> [What to work on]
Give back all of the data verbatim.

+++ Study material +++

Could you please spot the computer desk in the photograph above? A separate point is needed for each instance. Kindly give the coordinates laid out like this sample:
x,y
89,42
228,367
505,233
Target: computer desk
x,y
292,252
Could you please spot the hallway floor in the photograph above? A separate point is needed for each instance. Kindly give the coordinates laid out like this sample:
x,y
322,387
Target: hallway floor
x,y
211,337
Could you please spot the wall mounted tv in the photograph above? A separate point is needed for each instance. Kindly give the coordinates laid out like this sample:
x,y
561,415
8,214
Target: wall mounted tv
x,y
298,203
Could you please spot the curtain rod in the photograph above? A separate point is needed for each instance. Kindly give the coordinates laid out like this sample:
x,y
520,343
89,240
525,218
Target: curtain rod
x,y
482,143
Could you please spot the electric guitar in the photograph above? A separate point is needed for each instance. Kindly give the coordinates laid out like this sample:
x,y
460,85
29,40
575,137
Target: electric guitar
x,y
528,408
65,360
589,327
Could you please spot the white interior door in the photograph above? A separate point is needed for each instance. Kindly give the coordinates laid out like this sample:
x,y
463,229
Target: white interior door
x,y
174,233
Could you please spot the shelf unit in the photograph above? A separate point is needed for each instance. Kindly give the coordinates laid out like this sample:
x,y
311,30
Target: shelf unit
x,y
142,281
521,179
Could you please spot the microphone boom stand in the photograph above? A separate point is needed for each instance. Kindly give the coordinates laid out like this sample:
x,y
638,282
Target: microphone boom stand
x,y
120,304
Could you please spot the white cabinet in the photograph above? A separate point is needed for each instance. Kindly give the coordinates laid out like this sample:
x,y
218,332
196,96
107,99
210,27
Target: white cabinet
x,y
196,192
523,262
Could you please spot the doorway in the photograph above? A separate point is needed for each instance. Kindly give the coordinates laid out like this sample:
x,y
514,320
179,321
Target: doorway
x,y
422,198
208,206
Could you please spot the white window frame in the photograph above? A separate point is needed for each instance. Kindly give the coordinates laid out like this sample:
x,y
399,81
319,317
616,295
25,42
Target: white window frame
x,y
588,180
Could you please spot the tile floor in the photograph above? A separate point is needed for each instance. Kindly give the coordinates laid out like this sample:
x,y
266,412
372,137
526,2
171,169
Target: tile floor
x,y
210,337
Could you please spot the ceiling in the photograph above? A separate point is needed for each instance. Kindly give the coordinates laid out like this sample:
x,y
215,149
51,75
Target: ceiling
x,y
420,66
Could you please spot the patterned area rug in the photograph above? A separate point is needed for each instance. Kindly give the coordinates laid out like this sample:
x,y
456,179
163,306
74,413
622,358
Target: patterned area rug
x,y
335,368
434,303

+++

> [Response area]
Could you please spot the computer desk in the photograph above? A separate point is needed for each instance. Kindly give the coordinates laid out like this sample:
x,y
89,42
228,367
505,233
Target: computer desk
x,y
292,252
Could you please spot the hallway floor in the photograph above? A separate point is needed for each instance. Kindly give the coordinates laid out like this sample:
x,y
322,387
Target: hallway floor
x,y
211,337
Could you please spot the wall mounted tv in the photograph above? A separate point is needed for each instance. Kindly give the coordinates laid out like this sample:
x,y
561,415
8,214
Target: wall mounted tv
x,y
298,203
Could you please spot the curtain rod in the photograph above? A separate point is needed for each instance. Kindly give the coordinates laid out like this sample:
x,y
520,343
89,240
525,218
Target: curtain rod
x,y
482,143
Could you please spot the electric guitar in the photograph above? A separate point is needed for each instance. Kindly give the coordinates laid out like this sample:
x,y
460,85
29,40
575,137
Target: electric guitar
x,y
528,408
65,360
589,327
Could you please spot the white interior door in the photograph above? A separate point is needed for each instance. Kindly give the coordinates laid out like this sample:
x,y
463,229
Target: white interior door
x,y
174,233
Could you please spot the shelf unit in the photograph above? A separate point is needed for each instance. Kindly give the coordinates laid out like this sample:
x,y
311,30
Target: shelf unit
x,y
142,281
521,179
Could you please spot the microphone boom stand in the photograph above? A separate point is needed for each instance. Kindly give the coordinates laid out like this sample:
x,y
638,282
Target: microphone boom stand
x,y
120,304
Could you please spot the white cabinet in the photograph above? A separate point is needed for each instance. Kindly give the coordinates laid out like this sample:
x,y
218,332
196,96
107,99
210,27
Target: white cabinet
x,y
196,192
523,262
Could you please spot the doorway in the photograph above? A separate point is needed for each instance. Kindly give the coordinates laid out like this sample:
x,y
514,320
179,321
Target: doorway
x,y
422,198
208,206
Could you please spot the white window frame in the photograph above? A separate point is needed for each instance. Kindly give the coordinates laid out like this sample:
x,y
399,81
319,317
616,295
25,42
Target: white window frame
x,y
588,180
Could you please spot the tile floor in the photograph above? A separate point is needed for each instance. Kindly give the coordinates laid out like this sample:
x,y
266,412
372,137
526,2
171,169
Target: tile floor
x,y
210,337
Could you please spot the ceiling in the photograph above? A separate point is needed for each instance. Kindly give the coordinates laid out like this sample:
x,y
215,149
51,75
Target: ceiling
x,y
420,66
Could you please spot the patterned area rug in the photograph above? A separate point is needed for each instance. Kindly give the coordinates laid out like this sample:
x,y
456,179
163,306
74,413
622,358
Target: patterned area rug
x,y
335,368
434,303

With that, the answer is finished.